Medida consolida-se, mas TVs demonstram ‘respeito contraditório’

Passados dois anos da entrada em vigor da Portaria 1.220/07 do Ministério da Justiça (MJ), que instituiu regras para a Classificação Indicativa na TV brasileira, o balanço oficial sugere uma adequação satisfatória das emissoras às exigências para a proteção dos direitos das crianças e adolescentes. As práticas e o discurso das empresas, entretanto, contrastam com a avaliação positiva feita pela pasta.

A resistência à classificação indicativa para as obras exibidas na TV – que chegou a ser taxada de “censura” por parte das emissoras e protelou por anos a publicação da portaria – não só parece ter esmorecido, como os critérios estabelecidos foram absorvidos pelas empresas na maioria dos casos. Os números registrados pelo Departamento de Justiça, Classificação, Títulos e Qualificação (Dejus) da Secretaria Nacional de Justiça apontam que o setor tem buscado respeitar a norma. Os programas que têm a classificação sugerida pelas emissoras indeferida por parte do MJ ficam em torno de 11% do total analisado. Ainda segundo o governo, os casos mais recorrentes de reclassificação envolvem uso de linguagem de conteúdo sexual e consumo de drogas lícitas.

A avaliação feita por uma das entidades da sociedade civil que mais ativamente atuaram pela regulamentação da classificação indicativa, a Agência de Notícias dos Direitos da Infância (Andi), também é positiva. Veet Vivarta, secretário-executivo da Andi, acredita que, se o mecanismo está implementado e funcionando, é porque ele está sendo incorporado pelas empresas de comunicação, aparentemente sem maiores problemas. “As questões como a da censura não se colocam para mais ninguém, ou seja, há uma normalidade no país com esse novo mecanismo, como aconteceu em outras democracias consolidadas”, avalia Vivarta.

▸ **EXERCÍCIO ESCRITO**: Reescreva o trecho do texto sobre a classificação indicativa na TV de "Medida consolida-se, mas" até "feita pela pasta.", inclusive, substituindo "emissoras" por "redes de televisão".

Anotações de pontos em fotos:
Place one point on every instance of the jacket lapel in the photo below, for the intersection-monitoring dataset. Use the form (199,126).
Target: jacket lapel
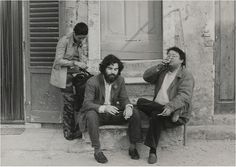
(177,77)
(114,89)
(102,85)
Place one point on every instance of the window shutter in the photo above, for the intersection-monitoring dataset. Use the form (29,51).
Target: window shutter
(43,32)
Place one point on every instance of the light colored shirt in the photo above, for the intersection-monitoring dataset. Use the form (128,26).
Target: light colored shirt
(162,96)
(108,98)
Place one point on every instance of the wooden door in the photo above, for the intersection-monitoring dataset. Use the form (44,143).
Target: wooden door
(11,70)
(43,101)
(131,29)
(225,57)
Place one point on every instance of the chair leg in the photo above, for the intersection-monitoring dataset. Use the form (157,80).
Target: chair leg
(185,135)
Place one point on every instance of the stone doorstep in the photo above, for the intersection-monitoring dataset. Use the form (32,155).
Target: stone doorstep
(115,136)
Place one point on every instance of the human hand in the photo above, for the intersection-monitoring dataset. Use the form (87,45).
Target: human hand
(128,112)
(80,65)
(167,60)
(111,109)
(166,112)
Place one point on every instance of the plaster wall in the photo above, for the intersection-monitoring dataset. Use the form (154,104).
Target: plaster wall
(187,24)
(197,20)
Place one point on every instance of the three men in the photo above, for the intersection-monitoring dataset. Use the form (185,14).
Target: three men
(106,102)
(171,105)
(71,58)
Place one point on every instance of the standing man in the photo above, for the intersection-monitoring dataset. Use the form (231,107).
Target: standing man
(71,58)
(171,105)
(106,103)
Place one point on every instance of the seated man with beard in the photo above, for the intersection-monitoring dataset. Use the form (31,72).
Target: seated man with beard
(106,103)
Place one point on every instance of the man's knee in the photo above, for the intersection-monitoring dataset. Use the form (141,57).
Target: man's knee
(92,116)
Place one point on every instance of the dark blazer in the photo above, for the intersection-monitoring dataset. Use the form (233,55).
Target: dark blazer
(95,96)
(180,91)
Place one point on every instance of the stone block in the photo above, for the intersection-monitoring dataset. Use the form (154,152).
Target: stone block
(115,137)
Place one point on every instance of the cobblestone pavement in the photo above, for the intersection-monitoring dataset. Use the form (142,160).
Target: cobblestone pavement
(40,149)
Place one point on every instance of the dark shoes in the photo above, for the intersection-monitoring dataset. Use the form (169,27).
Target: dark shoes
(100,157)
(152,158)
(133,153)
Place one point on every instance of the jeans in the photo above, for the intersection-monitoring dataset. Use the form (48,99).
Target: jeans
(95,119)
(156,123)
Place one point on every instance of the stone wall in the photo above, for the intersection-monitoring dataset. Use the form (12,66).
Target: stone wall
(187,24)
(197,22)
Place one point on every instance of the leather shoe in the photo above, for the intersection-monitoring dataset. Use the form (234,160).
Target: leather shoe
(152,158)
(100,157)
(133,153)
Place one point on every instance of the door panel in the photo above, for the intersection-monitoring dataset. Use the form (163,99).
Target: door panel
(225,57)
(11,62)
(131,29)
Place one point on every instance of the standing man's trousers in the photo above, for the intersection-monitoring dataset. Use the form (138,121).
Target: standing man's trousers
(70,129)
(156,123)
(95,119)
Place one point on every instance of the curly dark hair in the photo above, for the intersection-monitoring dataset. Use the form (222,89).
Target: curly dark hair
(81,29)
(182,54)
(108,60)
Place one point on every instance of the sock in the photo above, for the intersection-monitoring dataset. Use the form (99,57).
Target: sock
(132,146)
(97,150)
(152,150)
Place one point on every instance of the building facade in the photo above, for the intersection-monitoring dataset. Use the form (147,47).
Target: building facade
(139,32)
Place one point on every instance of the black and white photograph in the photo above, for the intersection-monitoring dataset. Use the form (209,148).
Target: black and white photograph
(117,82)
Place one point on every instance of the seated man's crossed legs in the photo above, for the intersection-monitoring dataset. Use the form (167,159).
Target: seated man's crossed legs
(95,119)
(156,125)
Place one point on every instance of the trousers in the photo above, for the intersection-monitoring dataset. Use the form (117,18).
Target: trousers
(156,123)
(70,128)
(95,119)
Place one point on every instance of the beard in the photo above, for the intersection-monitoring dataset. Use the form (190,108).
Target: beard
(110,77)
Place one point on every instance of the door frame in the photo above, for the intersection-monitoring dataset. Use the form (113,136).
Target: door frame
(219,107)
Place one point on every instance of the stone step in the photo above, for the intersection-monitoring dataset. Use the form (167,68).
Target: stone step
(115,137)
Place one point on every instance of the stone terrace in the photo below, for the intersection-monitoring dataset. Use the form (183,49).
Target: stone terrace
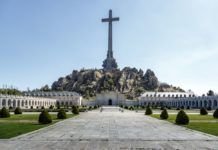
(112,130)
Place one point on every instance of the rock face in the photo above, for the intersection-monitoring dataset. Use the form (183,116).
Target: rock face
(129,81)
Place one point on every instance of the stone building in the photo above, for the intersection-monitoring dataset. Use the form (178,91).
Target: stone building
(63,98)
(25,102)
(178,99)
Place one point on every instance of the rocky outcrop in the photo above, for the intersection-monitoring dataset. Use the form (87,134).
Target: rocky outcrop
(129,81)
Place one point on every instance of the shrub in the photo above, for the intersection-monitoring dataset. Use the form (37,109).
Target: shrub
(209,108)
(203,111)
(17,111)
(61,114)
(131,108)
(4,113)
(82,109)
(182,118)
(215,114)
(75,110)
(51,107)
(45,117)
(162,108)
(164,114)
(148,111)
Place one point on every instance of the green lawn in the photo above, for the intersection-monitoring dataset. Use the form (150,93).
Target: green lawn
(16,125)
(31,117)
(201,123)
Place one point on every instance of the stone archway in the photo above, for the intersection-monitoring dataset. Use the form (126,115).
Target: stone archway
(110,102)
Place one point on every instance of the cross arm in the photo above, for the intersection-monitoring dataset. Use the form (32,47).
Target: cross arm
(105,20)
(110,19)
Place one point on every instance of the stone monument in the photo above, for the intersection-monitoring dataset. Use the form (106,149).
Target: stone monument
(110,63)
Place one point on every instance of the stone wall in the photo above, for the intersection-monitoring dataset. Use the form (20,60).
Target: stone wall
(25,102)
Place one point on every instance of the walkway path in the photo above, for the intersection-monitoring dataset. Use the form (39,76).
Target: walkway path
(112,130)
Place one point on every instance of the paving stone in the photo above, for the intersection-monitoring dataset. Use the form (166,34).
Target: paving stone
(112,130)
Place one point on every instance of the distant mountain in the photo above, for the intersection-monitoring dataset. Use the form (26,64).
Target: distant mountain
(129,81)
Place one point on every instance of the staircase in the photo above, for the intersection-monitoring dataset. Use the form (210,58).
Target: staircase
(110,109)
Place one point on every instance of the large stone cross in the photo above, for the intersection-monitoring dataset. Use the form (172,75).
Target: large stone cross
(110,20)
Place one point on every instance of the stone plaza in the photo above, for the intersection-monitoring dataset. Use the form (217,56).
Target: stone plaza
(112,129)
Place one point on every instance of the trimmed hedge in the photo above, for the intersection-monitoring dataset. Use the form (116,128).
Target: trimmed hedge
(4,113)
(148,111)
(182,118)
(203,111)
(44,117)
(164,114)
(215,114)
(75,110)
(17,111)
(61,114)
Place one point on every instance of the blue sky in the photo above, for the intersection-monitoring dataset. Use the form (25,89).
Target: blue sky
(43,40)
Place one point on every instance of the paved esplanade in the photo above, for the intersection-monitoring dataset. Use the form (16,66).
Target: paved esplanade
(112,130)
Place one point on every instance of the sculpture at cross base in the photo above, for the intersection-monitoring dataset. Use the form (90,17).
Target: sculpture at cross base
(110,63)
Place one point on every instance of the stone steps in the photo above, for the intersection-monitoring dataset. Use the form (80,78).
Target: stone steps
(110,108)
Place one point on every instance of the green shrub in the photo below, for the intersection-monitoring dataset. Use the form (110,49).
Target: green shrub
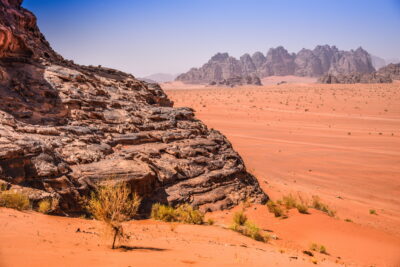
(247,228)
(275,209)
(187,214)
(239,218)
(45,206)
(163,213)
(318,248)
(14,200)
(113,204)
(289,201)
(302,208)
(318,205)
(183,213)
(210,221)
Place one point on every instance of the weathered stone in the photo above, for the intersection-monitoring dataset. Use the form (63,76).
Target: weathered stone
(65,129)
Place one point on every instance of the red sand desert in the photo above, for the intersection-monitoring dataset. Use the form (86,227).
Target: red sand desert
(340,142)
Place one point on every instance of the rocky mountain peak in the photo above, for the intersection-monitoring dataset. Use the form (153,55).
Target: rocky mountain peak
(323,59)
(66,128)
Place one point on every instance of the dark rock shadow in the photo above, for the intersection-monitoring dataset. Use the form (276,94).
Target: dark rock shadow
(130,248)
(25,93)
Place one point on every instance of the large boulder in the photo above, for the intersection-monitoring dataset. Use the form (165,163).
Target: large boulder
(66,129)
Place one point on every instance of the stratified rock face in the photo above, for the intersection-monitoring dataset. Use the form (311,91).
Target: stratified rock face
(391,70)
(65,128)
(347,62)
(279,62)
(307,64)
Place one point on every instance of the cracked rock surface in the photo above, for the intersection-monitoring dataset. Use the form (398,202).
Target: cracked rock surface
(66,128)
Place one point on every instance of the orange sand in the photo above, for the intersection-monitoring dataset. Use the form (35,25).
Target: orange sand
(340,142)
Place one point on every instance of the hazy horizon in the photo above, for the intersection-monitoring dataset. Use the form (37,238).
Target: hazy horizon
(147,37)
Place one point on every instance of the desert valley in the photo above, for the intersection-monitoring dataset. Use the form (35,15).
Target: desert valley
(276,159)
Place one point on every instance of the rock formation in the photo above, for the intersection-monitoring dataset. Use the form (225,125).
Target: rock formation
(383,75)
(279,62)
(221,68)
(66,128)
(391,70)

▸ **RESPOSTA ESCRITA**:
Medida consolida-se, mas TVs demonstram ‘respeito contraditório’

Passados dois anos da entrada em vigor da Portaria 1.220/07 do Ministério da Justiça (MJ), que instituiu regras para a Classificação Indicativa na TV brasileira, o balanço oficial sugere uma adequação satisfatória das redes de televisão às exigências para a proteção dos direitos das crianças e adolescentes. As práticas e o discurso das empresas, entretanto, contrastam com a avaliação positiva feita pela pasta.